## WORK TO COMPLETE
All lines holding the word "passenger" are to be copied from the records beneath.

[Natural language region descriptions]
====================

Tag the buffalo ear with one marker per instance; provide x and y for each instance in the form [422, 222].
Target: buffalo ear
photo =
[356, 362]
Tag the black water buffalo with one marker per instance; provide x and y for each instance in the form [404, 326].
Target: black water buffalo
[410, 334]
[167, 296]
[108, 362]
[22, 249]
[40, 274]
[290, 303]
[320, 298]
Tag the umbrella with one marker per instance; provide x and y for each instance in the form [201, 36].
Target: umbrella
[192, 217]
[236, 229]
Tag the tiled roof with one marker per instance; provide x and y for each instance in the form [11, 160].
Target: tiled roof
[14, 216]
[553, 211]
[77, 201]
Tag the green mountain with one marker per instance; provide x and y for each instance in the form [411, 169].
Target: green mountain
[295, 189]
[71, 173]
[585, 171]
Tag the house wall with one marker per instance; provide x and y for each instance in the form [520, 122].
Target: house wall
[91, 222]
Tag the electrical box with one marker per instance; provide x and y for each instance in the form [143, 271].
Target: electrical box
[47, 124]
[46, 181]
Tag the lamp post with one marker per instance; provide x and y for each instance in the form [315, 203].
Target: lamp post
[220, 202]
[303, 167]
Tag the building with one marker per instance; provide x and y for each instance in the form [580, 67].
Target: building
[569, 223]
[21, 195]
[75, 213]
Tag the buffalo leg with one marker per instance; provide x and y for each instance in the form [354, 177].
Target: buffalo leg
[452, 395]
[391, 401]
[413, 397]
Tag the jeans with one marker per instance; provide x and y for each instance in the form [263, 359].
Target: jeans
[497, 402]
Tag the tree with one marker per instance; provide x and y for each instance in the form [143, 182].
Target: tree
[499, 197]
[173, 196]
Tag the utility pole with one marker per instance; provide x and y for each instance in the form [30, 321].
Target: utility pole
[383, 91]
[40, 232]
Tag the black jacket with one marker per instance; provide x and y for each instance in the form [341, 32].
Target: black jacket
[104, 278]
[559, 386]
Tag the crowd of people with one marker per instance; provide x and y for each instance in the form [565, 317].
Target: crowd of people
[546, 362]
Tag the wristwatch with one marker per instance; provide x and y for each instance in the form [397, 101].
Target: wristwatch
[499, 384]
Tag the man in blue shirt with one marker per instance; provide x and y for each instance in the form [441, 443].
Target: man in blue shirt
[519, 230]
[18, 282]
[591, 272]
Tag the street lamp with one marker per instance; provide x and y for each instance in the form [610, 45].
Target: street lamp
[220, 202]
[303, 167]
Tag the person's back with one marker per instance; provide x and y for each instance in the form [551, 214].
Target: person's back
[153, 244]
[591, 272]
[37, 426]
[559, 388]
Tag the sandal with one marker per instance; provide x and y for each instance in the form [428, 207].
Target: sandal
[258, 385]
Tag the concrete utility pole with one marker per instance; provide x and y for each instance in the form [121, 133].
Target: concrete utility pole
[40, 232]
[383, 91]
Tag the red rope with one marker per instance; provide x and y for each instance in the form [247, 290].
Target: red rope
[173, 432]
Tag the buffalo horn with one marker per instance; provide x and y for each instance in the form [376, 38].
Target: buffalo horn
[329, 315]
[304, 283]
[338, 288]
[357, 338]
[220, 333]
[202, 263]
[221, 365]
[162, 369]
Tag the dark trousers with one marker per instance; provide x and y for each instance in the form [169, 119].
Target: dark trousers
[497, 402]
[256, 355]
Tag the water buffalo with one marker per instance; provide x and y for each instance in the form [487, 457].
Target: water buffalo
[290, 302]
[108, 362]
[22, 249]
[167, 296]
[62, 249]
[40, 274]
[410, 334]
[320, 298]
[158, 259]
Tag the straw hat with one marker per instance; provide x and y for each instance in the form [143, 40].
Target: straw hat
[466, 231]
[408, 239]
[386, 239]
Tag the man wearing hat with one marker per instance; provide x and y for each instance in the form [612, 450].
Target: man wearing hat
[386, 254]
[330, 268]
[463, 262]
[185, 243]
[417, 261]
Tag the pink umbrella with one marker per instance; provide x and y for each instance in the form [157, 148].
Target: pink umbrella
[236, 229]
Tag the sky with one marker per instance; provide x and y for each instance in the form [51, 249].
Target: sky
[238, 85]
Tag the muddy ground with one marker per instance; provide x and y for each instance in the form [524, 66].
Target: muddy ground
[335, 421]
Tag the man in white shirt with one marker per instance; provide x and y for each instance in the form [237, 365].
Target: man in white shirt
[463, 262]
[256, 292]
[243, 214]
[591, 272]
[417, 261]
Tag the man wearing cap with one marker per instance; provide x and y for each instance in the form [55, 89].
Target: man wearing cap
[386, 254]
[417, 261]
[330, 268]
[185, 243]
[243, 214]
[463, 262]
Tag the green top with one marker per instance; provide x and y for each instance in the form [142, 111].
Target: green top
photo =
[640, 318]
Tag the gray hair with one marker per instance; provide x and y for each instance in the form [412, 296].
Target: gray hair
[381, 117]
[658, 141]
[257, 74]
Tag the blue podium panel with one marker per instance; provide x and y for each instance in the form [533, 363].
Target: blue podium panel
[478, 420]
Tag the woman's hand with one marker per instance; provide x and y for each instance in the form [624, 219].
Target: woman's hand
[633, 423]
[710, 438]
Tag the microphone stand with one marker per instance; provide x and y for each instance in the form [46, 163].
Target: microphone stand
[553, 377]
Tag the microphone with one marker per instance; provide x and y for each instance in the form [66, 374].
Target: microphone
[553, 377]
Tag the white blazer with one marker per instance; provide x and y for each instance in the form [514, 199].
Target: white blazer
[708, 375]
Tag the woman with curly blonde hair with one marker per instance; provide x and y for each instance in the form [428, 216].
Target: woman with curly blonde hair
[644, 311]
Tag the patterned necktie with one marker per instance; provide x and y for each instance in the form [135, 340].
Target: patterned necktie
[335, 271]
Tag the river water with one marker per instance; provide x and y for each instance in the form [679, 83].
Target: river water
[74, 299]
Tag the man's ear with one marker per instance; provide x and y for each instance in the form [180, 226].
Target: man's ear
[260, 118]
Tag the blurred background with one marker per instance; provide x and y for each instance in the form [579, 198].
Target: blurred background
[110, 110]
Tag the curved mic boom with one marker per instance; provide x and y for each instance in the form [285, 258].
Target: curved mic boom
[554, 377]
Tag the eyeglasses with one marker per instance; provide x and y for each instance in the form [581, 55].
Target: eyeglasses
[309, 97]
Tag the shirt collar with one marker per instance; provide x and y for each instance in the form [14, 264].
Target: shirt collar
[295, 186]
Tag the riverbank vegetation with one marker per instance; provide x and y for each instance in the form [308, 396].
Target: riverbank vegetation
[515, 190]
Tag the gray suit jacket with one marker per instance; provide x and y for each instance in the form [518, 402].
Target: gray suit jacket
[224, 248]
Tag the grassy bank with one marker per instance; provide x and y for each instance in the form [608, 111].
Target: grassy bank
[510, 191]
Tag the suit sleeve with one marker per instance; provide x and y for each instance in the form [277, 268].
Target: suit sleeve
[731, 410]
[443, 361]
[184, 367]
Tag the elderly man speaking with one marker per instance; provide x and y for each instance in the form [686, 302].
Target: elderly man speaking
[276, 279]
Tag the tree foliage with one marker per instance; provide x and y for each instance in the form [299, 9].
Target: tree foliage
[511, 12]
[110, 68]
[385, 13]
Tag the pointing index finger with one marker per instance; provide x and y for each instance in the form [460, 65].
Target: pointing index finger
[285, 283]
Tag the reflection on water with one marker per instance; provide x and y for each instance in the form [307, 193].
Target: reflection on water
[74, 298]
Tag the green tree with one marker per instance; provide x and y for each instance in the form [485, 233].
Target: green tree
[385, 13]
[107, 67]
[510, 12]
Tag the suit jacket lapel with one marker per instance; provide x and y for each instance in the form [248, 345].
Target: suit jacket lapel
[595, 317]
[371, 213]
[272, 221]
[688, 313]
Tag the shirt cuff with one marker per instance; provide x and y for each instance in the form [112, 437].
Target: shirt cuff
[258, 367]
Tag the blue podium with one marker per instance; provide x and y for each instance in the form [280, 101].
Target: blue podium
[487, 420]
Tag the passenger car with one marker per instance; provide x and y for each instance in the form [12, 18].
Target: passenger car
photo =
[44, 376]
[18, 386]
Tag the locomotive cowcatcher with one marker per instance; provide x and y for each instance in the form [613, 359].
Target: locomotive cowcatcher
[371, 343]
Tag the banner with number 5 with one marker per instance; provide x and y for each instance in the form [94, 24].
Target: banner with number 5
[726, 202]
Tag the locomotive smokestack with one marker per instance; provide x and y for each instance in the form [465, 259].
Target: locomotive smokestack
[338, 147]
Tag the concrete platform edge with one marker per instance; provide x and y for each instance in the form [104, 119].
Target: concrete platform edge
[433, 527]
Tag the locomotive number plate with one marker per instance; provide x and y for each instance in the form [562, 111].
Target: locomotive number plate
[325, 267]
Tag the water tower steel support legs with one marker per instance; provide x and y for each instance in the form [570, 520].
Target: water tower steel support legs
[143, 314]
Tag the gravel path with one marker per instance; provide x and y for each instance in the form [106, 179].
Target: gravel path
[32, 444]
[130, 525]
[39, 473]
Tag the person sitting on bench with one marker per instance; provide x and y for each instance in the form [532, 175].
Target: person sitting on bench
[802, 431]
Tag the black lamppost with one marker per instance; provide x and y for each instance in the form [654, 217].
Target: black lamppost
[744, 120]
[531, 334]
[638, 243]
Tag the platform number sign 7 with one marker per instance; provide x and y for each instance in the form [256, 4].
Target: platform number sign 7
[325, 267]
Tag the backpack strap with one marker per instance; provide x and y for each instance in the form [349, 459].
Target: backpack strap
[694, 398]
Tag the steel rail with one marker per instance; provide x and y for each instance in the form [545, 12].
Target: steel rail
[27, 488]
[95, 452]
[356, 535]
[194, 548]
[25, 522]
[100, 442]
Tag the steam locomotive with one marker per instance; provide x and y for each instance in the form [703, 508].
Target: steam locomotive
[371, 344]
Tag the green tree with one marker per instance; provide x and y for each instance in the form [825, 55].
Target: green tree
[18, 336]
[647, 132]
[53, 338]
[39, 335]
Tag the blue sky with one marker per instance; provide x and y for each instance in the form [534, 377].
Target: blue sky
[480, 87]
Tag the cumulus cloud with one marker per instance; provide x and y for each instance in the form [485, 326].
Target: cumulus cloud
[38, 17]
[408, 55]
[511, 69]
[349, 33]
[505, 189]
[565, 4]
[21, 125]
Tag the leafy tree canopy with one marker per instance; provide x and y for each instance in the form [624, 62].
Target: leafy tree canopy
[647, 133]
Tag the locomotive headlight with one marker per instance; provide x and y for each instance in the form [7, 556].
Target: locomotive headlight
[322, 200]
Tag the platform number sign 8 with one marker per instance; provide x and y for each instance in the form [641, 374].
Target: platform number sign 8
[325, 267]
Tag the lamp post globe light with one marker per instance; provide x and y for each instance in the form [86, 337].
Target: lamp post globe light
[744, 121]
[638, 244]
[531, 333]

====================

## SOLUTION
Tag the passenger car with one marker per instance; provide x and y for each instance in the form [12, 18].
Target: passenger car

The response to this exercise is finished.